:: Work required ::
Reproduce the listing below word for word.
+---+
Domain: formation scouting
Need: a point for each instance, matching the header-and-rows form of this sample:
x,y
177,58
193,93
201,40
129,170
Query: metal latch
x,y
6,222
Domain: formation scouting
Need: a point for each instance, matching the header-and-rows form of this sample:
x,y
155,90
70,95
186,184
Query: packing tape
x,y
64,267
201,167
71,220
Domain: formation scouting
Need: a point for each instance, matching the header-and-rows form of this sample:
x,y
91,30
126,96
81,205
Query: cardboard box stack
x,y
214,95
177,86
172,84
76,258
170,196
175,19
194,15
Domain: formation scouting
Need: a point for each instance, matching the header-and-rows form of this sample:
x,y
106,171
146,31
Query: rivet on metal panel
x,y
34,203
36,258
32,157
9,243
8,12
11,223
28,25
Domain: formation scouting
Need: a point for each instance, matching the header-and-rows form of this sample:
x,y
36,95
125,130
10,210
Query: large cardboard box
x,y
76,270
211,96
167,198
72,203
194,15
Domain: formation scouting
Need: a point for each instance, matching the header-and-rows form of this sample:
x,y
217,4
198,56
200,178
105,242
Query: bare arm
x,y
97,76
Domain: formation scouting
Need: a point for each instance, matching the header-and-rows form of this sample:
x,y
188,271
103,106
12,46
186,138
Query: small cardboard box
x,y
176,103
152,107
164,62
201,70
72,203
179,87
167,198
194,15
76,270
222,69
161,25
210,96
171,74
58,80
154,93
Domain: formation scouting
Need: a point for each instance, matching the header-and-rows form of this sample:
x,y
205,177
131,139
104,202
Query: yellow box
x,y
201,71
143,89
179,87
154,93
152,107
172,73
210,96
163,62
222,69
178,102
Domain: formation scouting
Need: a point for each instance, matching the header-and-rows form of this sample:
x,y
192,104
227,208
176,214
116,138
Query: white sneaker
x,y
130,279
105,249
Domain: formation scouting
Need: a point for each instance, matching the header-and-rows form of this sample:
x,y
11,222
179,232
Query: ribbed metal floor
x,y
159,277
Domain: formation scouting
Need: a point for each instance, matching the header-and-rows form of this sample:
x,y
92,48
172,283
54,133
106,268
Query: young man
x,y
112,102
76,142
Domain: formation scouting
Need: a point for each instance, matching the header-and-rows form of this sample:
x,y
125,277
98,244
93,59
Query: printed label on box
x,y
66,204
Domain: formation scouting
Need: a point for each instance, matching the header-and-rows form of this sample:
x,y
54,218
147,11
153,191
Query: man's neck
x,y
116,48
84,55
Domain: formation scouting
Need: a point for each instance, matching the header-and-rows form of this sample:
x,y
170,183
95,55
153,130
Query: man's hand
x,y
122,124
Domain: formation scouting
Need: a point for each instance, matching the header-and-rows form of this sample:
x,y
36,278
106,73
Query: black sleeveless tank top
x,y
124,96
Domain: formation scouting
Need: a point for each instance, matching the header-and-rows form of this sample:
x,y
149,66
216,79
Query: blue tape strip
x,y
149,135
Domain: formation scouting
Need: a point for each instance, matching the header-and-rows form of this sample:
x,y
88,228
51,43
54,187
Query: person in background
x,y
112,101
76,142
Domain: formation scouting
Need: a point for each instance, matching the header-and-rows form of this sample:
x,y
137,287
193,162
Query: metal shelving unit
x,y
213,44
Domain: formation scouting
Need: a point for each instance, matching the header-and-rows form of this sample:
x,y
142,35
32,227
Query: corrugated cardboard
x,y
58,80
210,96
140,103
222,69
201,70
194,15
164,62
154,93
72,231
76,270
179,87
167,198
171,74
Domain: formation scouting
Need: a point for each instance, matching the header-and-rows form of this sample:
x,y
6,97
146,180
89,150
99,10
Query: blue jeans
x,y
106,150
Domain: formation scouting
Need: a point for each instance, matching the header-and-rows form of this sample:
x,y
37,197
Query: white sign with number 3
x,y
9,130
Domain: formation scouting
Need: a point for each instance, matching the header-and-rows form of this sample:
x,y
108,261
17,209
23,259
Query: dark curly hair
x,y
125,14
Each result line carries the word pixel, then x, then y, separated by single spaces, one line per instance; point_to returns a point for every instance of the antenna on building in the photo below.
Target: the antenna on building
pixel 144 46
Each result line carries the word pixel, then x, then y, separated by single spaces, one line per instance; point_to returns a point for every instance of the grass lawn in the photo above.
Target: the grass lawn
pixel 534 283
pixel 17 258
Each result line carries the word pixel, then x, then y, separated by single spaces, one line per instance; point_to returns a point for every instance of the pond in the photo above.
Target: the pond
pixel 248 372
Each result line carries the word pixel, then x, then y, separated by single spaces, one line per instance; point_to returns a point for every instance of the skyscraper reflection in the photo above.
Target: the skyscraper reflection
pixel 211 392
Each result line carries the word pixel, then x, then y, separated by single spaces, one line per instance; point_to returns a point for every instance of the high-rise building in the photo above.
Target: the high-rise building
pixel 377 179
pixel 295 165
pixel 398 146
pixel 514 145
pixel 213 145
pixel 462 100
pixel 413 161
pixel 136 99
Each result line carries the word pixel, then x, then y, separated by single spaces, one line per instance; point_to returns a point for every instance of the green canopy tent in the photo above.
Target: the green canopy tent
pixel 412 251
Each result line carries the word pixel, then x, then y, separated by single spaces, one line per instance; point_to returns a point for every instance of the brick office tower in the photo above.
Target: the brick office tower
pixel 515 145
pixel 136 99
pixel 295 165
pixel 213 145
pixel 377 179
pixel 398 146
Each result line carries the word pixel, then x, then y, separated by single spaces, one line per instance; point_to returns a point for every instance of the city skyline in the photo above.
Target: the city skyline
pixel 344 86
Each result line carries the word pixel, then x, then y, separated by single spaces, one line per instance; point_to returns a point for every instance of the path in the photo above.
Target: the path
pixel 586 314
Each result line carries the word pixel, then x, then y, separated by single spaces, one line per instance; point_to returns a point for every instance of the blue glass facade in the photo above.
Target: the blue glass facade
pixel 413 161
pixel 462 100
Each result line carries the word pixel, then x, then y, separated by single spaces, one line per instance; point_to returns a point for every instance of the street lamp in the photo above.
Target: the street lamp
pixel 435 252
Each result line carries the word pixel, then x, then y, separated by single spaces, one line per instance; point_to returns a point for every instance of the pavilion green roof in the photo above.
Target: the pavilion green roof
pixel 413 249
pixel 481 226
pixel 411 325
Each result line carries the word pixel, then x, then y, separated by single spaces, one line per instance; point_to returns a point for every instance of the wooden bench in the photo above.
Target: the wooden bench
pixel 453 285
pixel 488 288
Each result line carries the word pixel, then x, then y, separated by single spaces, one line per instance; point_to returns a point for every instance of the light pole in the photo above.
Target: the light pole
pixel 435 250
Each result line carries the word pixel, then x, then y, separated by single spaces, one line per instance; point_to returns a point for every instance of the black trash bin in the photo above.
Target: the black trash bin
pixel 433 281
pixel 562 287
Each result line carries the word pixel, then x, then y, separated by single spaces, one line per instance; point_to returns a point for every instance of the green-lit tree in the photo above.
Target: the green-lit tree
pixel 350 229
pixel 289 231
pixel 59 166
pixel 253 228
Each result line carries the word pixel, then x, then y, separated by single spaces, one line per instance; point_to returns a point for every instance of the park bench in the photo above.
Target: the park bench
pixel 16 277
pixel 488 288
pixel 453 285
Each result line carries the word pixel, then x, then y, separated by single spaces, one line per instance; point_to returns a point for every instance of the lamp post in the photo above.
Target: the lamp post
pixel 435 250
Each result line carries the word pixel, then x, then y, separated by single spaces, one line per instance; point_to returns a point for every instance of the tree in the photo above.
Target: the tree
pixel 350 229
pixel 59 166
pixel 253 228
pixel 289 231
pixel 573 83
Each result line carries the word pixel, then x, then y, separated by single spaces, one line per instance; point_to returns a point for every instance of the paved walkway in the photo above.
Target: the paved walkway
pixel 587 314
+---+
:: Exercise answer ::
Domain: formation scouting
Need: a point for each instance, matching the header-and-rows form of this sample:
x,y
177,58
193,93
201,40
129,170
Query: metal latch
x,y
6,222
Domain: formation scouting
Need: a point for each instance, matching the header-and-rows form of this sample:
x,y
155,90
70,95
186,184
Query: packing tape
x,y
64,267
201,167
71,220
Domain: formation scouting
Need: a point for each instance, matching the header-and-rows form of this sample:
x,y
91,30
126,96
81,205
Query: cardboard box stack
x,y
214,95
177,86
172,84
76,258
170,196
175,19
194,15
Domain: formation scouting
Need: a point for each instance, matching the header-and-rows form of this sample:
x,y
106,171
146,31
Query: rivet on metal panel
x,y
34,203
36,258
32,157
9,243
8,12
11,223
28,25
Domain: formation scouting
Need: a point for each instance, matching the header-and-rows form of this sample:
x,y
36,95
125,130
10,210
Query: large cardboard box
x,y
76,270
211,96
167,198
72,203
194,15
Domain: formation scouting
Need: a point for each instance, matching the header-and-rows form of this sample:
x,y
217,4
198,56
200,178
105,242
Query: bare arm
x,y
97,76
Domain: formation scouting
Need: a point for each instance, matching the header-and-rows form of this sample:
x,y
188,271
103,106
12,46
186,138
Query: small cardboard box
x,y
176,103
152,107
164,62
201,70
72,203
179,87
167,198
194,15
76,270
222,69
161,25
210,96
171,74
58,80
154,93
Domain: formation scouting
Need: a point for each instance, matching the header-and-rows form of this sample:
x,y
205,177
131,139
104,202
Query: yellow box
x,y
201,71
143,89
179,87
154,93
152,107
172,73
210,96
163,62
222,69
178,102
Domain: formation scouting
Need: a point for each instance, matching the header-and-rows form of this sample:
x,y
192,104
227,208
176,214
116,138
Query: white sneaker
x,y
130,279
105,249
Domain: formation scouting
Need: a point for each instance, matching the header-and-rows form of this sample:
x,y
11,222
179,232
Query: ribbed metal floor
x,y
159,277
Domain: formation scouting
Need: a point for each instance, matching the header-and-rows form of this sample:
x,y
92,48
172,283
54,133
106,268
Query: young man
x,y
112,102
76,142
Domain: formation scouting
Need: a point for each instance, matching the header-and-rows form of this sample:
x,y
125,277
98,244
93,59
Query: printed label on box
x,y
66,204
Domain: formation scouting
Need: a point for each instance, matching the header-and-rows form of this sample:
x,y
54,218
147,11
153,191
Query: man's neck
x,y
116,48
84,55
Domain: formation scouting
Need: a point for each instance, matching the header-and-rows form of this sample:
x,y
170,183
95,55
153,130
Query: man's hand
x,y
122,124
Domain: formation scouting
Need: a point for each instance, matching the header-and-rows form of this sample:
x,y
36,278
106,73
Query: black sleeveless tank top
x,y
124,96
Domain: formation scouting
Need: a point for each instance, matching the header-and-rows form of this sample:
x,y
149,66
216,79
Query: blue tape strip
x,y
149,135
Domain: formation scouting
Need: a point for each instance, matching the header-and-rows form of this sample:
x,y
88,228
51,43
54,187
Query: person in background
x,y
112,101
76,142
Domain: formation scouting
Need: a point for each instance, matching the header-and-rows form of this sample:
x,y
137,287
193,162
Query: metal shelving unit
x,y
213,44
Domain: formation scouting
Need: a point for each instance, matching the header-and-rows form of this sample:
x,y
142,35
32,227
Query: corrugated cardboard
x,y
58,80
210,96
140,103
222,69
201,70
194,15
164,62
154,93
72,231
76,270
179,87
167,198
171,74
Domain: formation scouting
Need: a point for each instance, matching the header-and-rows form of this sample:
x,y
6,97
146,180
89,150
99,10
Query: blue jeans
x,y
106,150
Domain: formation scouting
Need: a point for each instance, matching the header-and-rows form of this sample:
x,y
37,197
Query: white sign with number 3
x,y
9,130
Domain: formation scouting
Need: a point for each instance, matching the header-and-rows form of this sample:
x,y
108,261
17,209
23,259
Query: dark curly hair
x,y
125,14
Each result line carries the word pixel, then x, then y, separated by single spaces, one line per instance; point_to returns a point for every instance of the antenna on building in the photo below.
Target: the antenna on building
pixel 144 46
Each result line carries the word pixel, then x, then y, separated by single spaces, one line per instance; point_to returns a point for every instance of the grass lawn in the photo above.
Target: the grass lawn
pixel 534 283
pixel 17 258
Each result line carries the word pixel, then x, then y, separated by single spaces, one line per instance; point_to returns a point for every instance of the pond in the photo above.
Target: the pond
pixel 248 372
Each result line carries the word pixel, then x, then y, separated by single spaces, one line per instance; point_to returns a point for every instance of the skyscraper reflection in the photo above.
Target: the skyscraper reflection
pixel 211 392
Each result line carries the word pixel, then x, then y, separated by single spaces, one line per instance; point_to returns a point for every instance of the high-rise building in the photo above.
Target: the high-rise building
pixel 377 179
pixel 295 165
pixel 398 146
pixel 514 145
pixel 213 145
pixel 462 100
pixel 413 161
pixel 136 99
Each result line carries the word pixel, then x, then y, separated by single spaces, one line per instance; point_to returns a point for every instance of the green canopy tent in the photo above.
Target: the green canopy tent
pixel 412 251
Each result line carries the word pixel, then x, then y, separated by single spaces, one line per instance; point_to returns a point for every instance of the brick office tower in the photo above.
Target: the brick office tower
pixel 515 145
pixel 136 99
pixel 295 165
pixel 213 145
pixel 377 179
pixel 398 146
Each result line carries the word pixel, then x, then y, separated by single spaces, one line per instance; point_to returns a point for every instance of the city skyline in the photo above.
Target: the city skyline
pixel 344 86
Each result line carries the word pixel, then x, then y, separated by single spaces, one line per instance; point_to returns a point for every instance of the path in the photo above.
Target: the path
pixel 586 314
Each result line carries the word pixel, then x, then y, separated by single spaces, one line per instance; point_to returns a point for every instance of the blue glass facade in the photo above.
Target: the blue glass facade
pixel 413 161
pixel 462 100
Each result line carries the word pixel, then x, then y, separated by single spaces, one line per instance; point_to returns a point for every instance of the street lamp in the photo above.
Target: the street lamp
pixel 435 252
Each result line carries the word pixel, then x, then y, separated by single spaces, one line per instance; point_to returns a point for every instance of the pavilion green roof in the photo above.
Target: the pavilion green roof
pixel 413 249
pixel 481 226
pixel 411 325
Each result line carries the word pixel, then x, then y, separated by single spaces, one line per instance; point_to returns a point for every instance of the wooden bench in the photo above.
Target: the wooden bench
pixel 453 285
pixel 488 288
Each result line carries the word pixel, then x, then y, separated by single spaces, one line per instance; point_to returns a point for every instance of the light pole in the photo above.
Target: the light pole
pixel 435 250
Each result line carries the word pixel, then x, then y, separated by single spaces, one line per instance; point_to returns a point for every instance of the black trash bin in the photo above.
Target: the black trash bin
pixel 433 281
pixel 562 287
Each result line carries the word pixel, then x, then y, separated by single spaces, one line per instance; point_to returns a point for every instance of the green-lit tree in the photo above.
Target: the green-lit tree
pixel 350 229
pixel 289 231
pixel 59 166
pixel 253 228
Each result line carries the word pixel, then x, then y, separated by single spaces, one line per instance; point_to returns a point for every instance of the park bench in the photo above.
Target: the park bench
pixel 16 277
pixel 488 288
pixel 453 285
Each result line carries the word pixel, then x, then y, separated by single spaces, one line per instance; point_to returns a point for every instance of the lamp post in the photo above.
Target: the lamp post
pixel 435 250
Each result line carries the word pixel, then x, then y, separated by single spaces, one line per instance; point_to returns a point for every instance of the tree in the photo above.
Target: the tree
pixel 350 229
pixel 59 166
pixel 253 228
pixel 289 231
pixel 573 83
Each result line carries the word pixel, then x, then y, separated by single spaces, one line per instance; point_to returns a point for every instance of the paved walkway in the photo above.
Target: the paved walkway
pixel 587 314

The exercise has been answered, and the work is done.